Given task: Rewrite the data below in full, changing every "Point to" to "Locate" and leaving everything else unchanged.

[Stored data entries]
========================================================================
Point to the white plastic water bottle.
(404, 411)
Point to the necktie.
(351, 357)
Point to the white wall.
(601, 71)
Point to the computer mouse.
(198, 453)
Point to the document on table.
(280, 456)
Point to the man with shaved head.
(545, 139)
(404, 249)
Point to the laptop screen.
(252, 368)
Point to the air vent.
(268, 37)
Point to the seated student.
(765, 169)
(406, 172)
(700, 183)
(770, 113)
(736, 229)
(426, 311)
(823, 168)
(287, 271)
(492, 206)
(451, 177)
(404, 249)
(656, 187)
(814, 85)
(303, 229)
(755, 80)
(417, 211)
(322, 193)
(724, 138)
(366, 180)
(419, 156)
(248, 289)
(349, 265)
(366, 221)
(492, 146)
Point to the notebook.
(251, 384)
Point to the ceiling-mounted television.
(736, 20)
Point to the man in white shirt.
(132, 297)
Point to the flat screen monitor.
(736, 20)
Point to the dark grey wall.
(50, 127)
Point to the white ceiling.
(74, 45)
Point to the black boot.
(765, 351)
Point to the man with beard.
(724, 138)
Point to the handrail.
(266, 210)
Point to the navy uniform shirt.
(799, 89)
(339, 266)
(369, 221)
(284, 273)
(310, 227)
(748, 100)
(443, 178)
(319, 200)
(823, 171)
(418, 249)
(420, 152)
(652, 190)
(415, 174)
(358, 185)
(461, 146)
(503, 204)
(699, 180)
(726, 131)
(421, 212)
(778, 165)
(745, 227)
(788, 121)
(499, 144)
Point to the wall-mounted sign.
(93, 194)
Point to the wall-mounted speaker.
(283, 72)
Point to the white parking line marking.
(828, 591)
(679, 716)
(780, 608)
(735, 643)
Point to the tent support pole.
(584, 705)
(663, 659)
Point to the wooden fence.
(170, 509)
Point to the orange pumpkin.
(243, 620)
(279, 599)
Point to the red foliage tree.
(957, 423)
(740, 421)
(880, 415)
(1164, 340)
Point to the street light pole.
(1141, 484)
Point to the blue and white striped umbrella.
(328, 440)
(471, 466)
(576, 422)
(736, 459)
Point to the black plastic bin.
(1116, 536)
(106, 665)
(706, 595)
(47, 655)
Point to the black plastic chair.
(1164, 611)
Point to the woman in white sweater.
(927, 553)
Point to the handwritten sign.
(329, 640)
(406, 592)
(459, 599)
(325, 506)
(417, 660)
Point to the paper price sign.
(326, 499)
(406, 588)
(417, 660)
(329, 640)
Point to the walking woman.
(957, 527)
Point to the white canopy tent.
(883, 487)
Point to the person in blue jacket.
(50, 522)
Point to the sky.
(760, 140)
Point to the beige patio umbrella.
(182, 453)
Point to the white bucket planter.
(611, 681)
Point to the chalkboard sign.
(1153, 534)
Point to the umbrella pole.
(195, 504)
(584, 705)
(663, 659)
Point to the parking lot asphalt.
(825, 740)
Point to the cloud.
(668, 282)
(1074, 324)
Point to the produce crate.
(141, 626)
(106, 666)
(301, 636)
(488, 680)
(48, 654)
========================================================================
Task response:
Locate the white plastic water bottle.
(404, 411)
Locate the necktie.
(351, 357)
Locate the white wall.
(601, 71)
Locate the computer mouse.
(198, 453)
Locate the document on table.
(280, 456)
Locate the man with shaved head.
(545, 139)
(404, 249)
Locate the laptop screen.
(252, 368)
Locate the air vent.
(268, 37)
Locate the seated student.
(765, 169)
(406, 172)
(700, 183)
(770, 113)
(736, 229)
(426, 311)
(823, 168)
(287, 271)
(492, 206)
(451, 177)
(404, 249)
(656, 187)
(814, 85)
(303, 229)
(755, 80)
(417, 211)
(322, 193)
(724, 138)
(366, 180)
(419, 156)
(248, 289)
(349, 265)
(366, 221)
(492, 146)
Locate the notebook.
(251, 384)
Locate the ceiling-mounted television.
(736, 20)
Locate the man in white shirt.
(132, 297)
Locate the flat screen monitor.
(736, 20)
Locate the dark grey wall.
(50, 127)
Locate the white ceiling.
(74, 45)
Locate the black boot.
(765, 351)
Locate the man with beard.
(724, 138)
Locate the handrail.
(266, 210)
Locate the navy uniform shirt.
(799, 89)
(339, 266)
(369, 221)
(284, 273)
(310, 227)
(748, 100)
(443, 178)
(319, 200)
(823, 171)
(418, 249)
(420, 152)
(652, 190)
(415, 174)
(358, 185)
(461, 146)
(503, 204)
(699, 180)
(726, 131)
(421, 212)
(778, 165)
(745, 227)
(788, 121)
(499, 144)
Locate the wall-mounted sign.
(93, 194)
Locate the wall-mounted speaker.
(283, 72)
Locate the white parking line marking.
(828, 591)
(679, 716)
(780, 608)
(735, 643)
Locate the tent support pole.
(584, 705)
(663, 659)
Locate the wooden fence.
(170, 509)
Locate the orange pumpkin.
(243, 620)
(279, 599)
Locate the red foliage tree.
(957, 423)
(740, 421)
(880, 415)
(1164, 340)
Locate the street light pole.
(1141, 484)
Locate the blue and white striped umbrella.
(328, 440)
(471, 466)
(576, 422)
(736, 459)
Locate the black plastic bin.
(1116, 536)
(106, 665)
(706, 595)
(47, 655)
Locate the black plastic chair.
(1164, 611)
Locate the woman in white sweater.
(927, 553)
Locate the handwritten sign.
(329, 640)
(406, 592)
(459, 599)
(325, 506)
(417, 660)
Locate the paper price sign.
(326, 499)
(406, 588)
(417, 660)
(329, 640)
Locate the walking woman.
(957, 527)
Locate the white canopy tent.
(883, 487)
Locate the person in blue jacket.
(50, 522)
Locate the sky.
(760, 140)
Locate the beige patio umbrella.
(182, 453)
Locate the white bucket planter.
(611, 681)
Locate the chalkboard sign.
(1153, 534)
Locate the umbrella pole.
(195, 504)
(584, 705)
(663, 659)
Locate the parking lot asphalt.
(825, 740)
Locate the cloud.
(668, 282)
(1074, 324)
Locate the produce crate.
(141, 626)
(106, 666)
(301, 636)
(488, 680)
(48, 654)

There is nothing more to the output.